▶ [Goal a]: Translate this sentence from the earnings report into Spanish: "The two bank subsidiaries, Catawba Valley Bank, Hickory and First Gaston Bank of North Carolina, Gastonia, will be combined into one bank."

▶ [Excerpt to read]:
-- Begin --

Integrity Financial Corporation Reports Second Quarter 2005 Earnings and Declares a 10% Common Stock Dividend
July 25 2005 - 7:02PM
PR Newswire (US)
Integrity Financial Corporation Reports Second Quarter 2005
Earnings and Declares a 10% Common Stock Dividend Company Says
Positive Trends Continue HICKORY, N.C., July 25
/PRNewswire-FirstCall/ -- Integrity Financial Corporation
(NASDAQ:IFCB) today reported its operating results including net
income for the three and six months ended June 30, 2005 of $1.5
million and $3.2 million, respectively. These three and six month
results represent gains of 12% and 29%, respectively, when compared
to the same periods of 2004. Basic and diluted earnings per share
for the six months ended June 30, 2005 were $0.67 and $0.65,
respectively, compared to $0.53 and $0.52 for the six months ended
June 30, 2004. The Board of Directors at its meeting on July 20,
2005 declared a 10% stock dividend payable on August 22, 2005 to
stockholders of record on August 8, 2005. At June 30, 2005,
Integrity Financial Corporation had 4,757,246 shares of common
stock issued and outstanding. "We are pleased to report that during
the second quarter Integrity Financial continued to build on the
positive trends established in the first quarter of this year,"
said W. Alex Hall, President and Chief Executive Officer of
Integrity Financial Corporation. "Our earnings for the second
quarter and six months have been driven by much improved credit
quality and a growing net interest margin." Business Realignment
The Board of Directors at its meeting on July 20, 2005 also
announced that it has approved the Company's reorganization as a
one-bank holding company. The two bank subsidiaries, Catawba Valley
Bank, Hickory and First Gaston Bank of North Carolina, Gastonia,
will be combined into one bank. Commenting on the reorganization,
Mr. Hall stated that, "Combining our banks will allow us to better
serve our customers and communities as we will be able to
streamline all lending, deposit gathering, operating, staff and
management functions. The reorganization should also enhance our
community bank lending and deposit services. The reorganization
will allow us to form a dedicated credit administration group and
improve our operations through consolidation of our human
resources, systems and operations, investment, and financial
management professionals at the holding company level." He added
that, "Area Presidents will be responsible for driving the growth
in lending and deposit relationships in their respective
communities. We have described this initiative to our employees as:
'One Mission, One Team, One Bank, One Direction!'" Regulatory
Compliance - Memorandum of Understanding As a result of the FDIC
and State of North Carolina bank examinations carried out in the
fourth quarter of 2004 at Catawba Valley Bank, its Board of
Directors has recently entered into a Memorandum of Understanding
with the FDIC and the North Carolina Commissioner of Banks that
requires Catawba Valley Bank to address certain areas of concern in
that Bank's past business practices. In the Memorandum of
Understanding, the Board of Directors of Catawba Valley Bank, with
the assistance of the Board and management team at Integrity
Financial, have committed to correcting any outstanding issues
identified by the regulators. Those issues include: - Conducting
extensive loan risk rating reviews; - Addressing problem loans and
enhancing its credit administration department; - Developing
specific plans and proposals for classified credit relationships,
improving loan documentation, policies and procedures, and
correcting all known violations of laws, rules and regulations; and
- Developing capital and strategic plans at the Bank level. Mr.

-- End --

▶ [Dataset items]:
-- Begin --

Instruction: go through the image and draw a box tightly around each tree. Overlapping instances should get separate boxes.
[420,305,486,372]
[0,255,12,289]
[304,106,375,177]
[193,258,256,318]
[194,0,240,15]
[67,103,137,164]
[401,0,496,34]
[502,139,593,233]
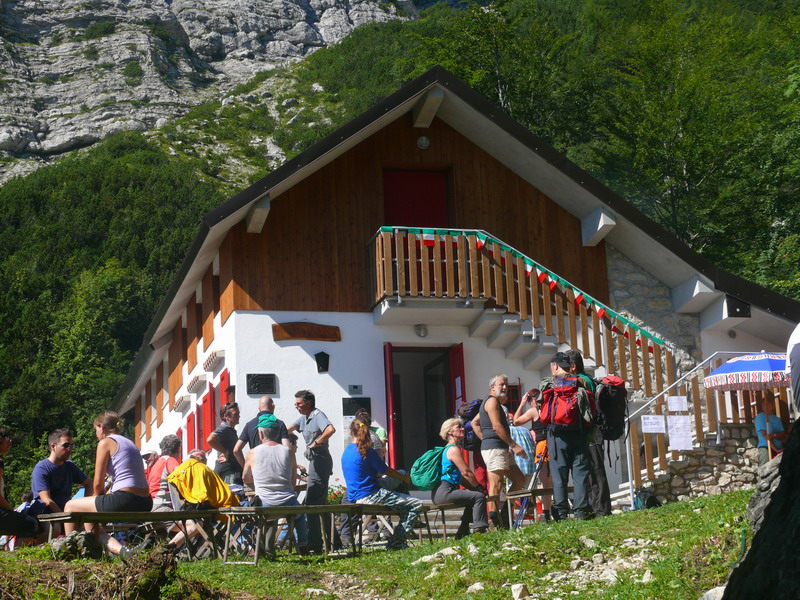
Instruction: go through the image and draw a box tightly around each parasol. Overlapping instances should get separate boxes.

-- End --

▶ [Goal b]: Retype the dataset items from their first line up to and including the line with "[502,139,593,233]", keeping each line exactly as it is.

▶ [Correct output a]: Las dos filiales bancarias, Catawba Valley Bank, de Hickory, y First Gaston Bank of North Carolina, de Gastonia, se combinarán en un solo banco.

▶ [Correct output b]:
Instruction: go through the image and draw a box tightly around each tree. Overlapping instances should get separate boxes.
[420,305,486,372]
[0,255,12,289]
[304,106,375,177]
[193,258,256,318]
[194,0,240,15]
[67,103,137,164]
[401,0,496,34]
[502,139,593,233]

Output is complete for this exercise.